▶ _AVAILABLE DATA_:
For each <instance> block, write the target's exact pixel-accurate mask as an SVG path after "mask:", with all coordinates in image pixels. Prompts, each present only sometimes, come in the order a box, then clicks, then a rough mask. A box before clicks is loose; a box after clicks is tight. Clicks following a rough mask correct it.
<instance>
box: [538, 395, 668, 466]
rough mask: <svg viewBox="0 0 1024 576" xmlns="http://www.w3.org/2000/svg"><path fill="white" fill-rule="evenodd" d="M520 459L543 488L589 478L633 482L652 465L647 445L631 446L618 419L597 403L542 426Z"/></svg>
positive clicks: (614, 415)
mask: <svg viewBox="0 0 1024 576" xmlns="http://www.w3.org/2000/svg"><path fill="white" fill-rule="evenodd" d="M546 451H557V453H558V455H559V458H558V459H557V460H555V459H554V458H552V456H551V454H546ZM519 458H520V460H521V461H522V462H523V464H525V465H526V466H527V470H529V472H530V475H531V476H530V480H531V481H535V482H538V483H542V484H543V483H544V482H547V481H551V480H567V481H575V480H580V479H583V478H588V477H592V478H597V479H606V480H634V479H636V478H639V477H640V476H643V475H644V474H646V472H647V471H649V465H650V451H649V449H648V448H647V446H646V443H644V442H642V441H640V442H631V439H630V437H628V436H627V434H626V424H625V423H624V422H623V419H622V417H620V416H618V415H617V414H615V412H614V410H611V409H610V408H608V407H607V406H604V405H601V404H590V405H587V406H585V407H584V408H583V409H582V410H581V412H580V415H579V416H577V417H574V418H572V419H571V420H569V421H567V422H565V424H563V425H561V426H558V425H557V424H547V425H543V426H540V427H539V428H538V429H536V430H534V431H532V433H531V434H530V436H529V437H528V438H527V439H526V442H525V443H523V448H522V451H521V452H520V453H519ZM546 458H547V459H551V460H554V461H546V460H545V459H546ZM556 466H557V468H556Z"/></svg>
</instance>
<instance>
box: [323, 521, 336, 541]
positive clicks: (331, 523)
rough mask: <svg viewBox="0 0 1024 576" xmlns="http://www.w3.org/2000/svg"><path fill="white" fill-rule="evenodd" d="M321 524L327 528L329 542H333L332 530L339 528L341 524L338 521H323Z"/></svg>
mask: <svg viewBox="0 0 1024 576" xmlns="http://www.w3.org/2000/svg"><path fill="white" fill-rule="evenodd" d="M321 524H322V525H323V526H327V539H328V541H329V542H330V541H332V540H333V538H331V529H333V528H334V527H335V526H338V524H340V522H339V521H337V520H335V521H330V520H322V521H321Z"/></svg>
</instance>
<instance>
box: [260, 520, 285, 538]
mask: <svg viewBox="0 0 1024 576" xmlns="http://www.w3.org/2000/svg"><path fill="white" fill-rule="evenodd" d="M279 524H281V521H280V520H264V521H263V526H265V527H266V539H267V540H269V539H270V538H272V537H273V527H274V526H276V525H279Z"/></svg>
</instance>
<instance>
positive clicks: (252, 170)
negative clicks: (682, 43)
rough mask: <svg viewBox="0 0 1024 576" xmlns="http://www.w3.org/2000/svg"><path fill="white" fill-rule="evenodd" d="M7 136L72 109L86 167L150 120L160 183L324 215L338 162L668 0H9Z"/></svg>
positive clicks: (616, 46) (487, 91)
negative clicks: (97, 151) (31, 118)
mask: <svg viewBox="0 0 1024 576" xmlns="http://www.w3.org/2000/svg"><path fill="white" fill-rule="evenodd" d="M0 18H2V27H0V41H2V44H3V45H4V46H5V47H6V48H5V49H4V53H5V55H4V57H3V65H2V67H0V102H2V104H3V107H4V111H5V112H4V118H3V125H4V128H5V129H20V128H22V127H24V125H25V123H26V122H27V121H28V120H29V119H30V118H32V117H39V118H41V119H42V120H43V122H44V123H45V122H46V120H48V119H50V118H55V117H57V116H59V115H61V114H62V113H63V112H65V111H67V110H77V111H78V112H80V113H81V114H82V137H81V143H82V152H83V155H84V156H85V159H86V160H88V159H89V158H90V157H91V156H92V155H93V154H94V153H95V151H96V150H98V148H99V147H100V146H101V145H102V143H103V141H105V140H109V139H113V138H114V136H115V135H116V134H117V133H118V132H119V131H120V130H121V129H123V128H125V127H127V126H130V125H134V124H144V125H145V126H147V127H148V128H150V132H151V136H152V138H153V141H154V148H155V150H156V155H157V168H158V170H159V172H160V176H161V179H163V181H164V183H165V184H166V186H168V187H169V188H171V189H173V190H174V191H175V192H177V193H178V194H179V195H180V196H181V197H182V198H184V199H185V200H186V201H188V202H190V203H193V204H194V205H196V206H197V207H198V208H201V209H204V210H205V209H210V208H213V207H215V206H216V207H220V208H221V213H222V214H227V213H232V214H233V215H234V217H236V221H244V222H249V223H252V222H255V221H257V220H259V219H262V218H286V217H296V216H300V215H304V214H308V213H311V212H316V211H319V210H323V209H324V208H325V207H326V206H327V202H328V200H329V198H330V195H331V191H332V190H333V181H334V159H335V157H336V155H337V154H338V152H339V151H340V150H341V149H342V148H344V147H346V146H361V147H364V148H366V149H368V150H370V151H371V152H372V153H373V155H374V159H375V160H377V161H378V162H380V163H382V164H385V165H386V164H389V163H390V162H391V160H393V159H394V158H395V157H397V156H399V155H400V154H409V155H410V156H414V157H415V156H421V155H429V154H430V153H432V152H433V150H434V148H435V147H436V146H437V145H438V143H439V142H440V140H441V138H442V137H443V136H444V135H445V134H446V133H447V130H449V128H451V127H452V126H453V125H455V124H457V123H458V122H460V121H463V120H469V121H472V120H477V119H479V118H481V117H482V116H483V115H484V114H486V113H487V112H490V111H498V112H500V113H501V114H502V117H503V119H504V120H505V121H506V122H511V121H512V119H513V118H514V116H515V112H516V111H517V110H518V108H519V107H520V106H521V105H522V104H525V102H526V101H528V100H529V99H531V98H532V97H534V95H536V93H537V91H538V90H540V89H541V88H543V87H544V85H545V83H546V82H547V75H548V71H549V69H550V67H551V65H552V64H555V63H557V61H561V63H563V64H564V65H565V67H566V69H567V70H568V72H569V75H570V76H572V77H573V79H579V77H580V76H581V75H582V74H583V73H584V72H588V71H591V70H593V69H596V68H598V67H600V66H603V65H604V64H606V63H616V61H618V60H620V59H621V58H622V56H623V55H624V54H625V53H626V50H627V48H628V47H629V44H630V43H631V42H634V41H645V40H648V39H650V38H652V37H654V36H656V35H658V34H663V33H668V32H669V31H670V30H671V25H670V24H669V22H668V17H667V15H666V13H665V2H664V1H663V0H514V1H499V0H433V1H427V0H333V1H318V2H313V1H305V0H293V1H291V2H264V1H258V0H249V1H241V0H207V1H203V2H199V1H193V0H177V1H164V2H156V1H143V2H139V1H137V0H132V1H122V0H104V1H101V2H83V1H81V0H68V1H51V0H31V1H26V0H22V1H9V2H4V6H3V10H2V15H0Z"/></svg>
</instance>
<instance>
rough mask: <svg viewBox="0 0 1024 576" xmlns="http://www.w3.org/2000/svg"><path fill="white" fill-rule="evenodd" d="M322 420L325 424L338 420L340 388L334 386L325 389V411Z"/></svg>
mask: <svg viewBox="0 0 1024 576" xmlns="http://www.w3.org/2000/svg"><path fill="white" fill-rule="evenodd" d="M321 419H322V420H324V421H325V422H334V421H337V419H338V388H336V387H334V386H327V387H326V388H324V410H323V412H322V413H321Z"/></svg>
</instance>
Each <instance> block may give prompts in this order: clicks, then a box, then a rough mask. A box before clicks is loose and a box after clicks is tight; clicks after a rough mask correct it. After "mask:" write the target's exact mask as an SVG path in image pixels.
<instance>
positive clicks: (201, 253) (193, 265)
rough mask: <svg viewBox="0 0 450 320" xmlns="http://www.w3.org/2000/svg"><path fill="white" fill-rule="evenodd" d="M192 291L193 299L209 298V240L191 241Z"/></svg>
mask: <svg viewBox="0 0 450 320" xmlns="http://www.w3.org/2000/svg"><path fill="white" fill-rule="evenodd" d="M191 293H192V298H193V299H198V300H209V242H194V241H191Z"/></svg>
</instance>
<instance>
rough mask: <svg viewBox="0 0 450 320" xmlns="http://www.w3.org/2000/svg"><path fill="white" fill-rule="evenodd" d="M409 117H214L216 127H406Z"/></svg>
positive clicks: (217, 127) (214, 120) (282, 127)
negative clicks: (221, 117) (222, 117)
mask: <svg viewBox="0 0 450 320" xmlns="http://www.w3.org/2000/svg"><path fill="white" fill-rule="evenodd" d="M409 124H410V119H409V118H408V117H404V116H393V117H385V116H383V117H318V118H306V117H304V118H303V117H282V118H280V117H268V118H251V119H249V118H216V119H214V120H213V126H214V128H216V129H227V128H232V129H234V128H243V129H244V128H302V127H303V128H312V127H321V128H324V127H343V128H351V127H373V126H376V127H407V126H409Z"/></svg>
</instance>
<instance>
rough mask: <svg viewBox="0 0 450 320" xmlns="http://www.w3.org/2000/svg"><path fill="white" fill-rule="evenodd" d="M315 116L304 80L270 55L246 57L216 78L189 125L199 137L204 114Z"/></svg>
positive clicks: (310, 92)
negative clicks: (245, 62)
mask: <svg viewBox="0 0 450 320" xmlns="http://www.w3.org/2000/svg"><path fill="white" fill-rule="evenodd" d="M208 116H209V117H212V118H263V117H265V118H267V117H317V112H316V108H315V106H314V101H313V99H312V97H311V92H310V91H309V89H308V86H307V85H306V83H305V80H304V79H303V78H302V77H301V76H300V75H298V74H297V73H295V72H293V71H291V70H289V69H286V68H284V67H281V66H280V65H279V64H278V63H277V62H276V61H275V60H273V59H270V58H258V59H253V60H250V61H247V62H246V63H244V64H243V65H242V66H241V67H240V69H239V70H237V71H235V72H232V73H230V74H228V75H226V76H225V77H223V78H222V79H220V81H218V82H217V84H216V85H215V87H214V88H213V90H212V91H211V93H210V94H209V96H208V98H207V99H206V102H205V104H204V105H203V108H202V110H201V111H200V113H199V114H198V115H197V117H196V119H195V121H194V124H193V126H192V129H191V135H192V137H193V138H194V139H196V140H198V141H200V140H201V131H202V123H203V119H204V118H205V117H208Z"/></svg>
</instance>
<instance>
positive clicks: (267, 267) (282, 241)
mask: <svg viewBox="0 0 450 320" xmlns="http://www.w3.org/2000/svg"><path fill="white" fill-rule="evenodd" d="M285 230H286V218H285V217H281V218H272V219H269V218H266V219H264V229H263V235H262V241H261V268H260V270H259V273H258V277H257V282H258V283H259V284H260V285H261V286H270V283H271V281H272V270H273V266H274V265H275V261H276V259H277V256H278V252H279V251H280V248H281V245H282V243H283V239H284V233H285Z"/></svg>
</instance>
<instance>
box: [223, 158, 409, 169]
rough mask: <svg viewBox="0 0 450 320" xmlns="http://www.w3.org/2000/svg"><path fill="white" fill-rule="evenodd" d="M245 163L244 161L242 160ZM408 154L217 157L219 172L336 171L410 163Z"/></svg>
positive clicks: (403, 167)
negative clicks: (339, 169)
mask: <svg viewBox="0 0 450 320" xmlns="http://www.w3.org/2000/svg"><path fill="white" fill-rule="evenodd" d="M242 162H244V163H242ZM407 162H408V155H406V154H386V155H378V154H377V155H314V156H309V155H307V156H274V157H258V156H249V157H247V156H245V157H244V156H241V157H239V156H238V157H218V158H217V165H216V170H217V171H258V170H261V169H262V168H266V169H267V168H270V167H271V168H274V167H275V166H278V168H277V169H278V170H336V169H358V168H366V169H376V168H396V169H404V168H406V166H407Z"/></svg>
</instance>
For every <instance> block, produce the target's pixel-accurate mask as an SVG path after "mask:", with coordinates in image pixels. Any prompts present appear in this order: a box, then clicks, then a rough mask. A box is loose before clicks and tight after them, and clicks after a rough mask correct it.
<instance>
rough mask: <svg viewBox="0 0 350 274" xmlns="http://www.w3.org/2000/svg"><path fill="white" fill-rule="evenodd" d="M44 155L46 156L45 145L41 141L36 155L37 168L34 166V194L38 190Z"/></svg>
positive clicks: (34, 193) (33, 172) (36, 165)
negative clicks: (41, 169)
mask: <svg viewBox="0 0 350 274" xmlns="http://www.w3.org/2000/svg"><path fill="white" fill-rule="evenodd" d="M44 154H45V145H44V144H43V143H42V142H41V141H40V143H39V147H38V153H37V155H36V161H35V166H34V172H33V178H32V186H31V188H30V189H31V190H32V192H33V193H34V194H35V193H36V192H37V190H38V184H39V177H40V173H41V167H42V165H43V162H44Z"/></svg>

▶ _GOAL OF THE EXERCISE_: Please rewrite the entries starting at the line containing "negative clicks: (221, 117) (222, 117)" and stopping after the line containing "positive clicks: (310, 92)", swapping "rough mask" for "coarse mask" and leaving everything else unchanged.

▶ _SOLUTION TO THE PROBLEM_:
negative clicks: (221, 117) (222, 117)
mask: <svg viewBox="0 0 450 320" xmlns="http://www.w3.org/2000/svg"><path fill="white" fill-rule="evenodd" d="M409 124H410V119H409V118H408V117H404V116H393V117H385V116H383V117H318V118H306V117H304V118H303V117H282V118H280V117H268V118H251V119H249V118H216V119H214V120H213V126H214V128H216V129H227V128H232V129H234V128H243V129H244V128H302V127H303V128H312V127H321V128H324V127H343V128H351V127H373V126H376V127H407V126H409Z"/></svg>
</instance>
<instance>
coarse mask: <svg viewBox="0 0 450 320" xmlns="http://www.w3.org/2000/svg"><path fill="white" fill-rule="evenodd" d="M315 116L304 80L270 55L246 57L216 78L189 125L199 137L204 114Z"/></svg>
positive clicks: (310, 92)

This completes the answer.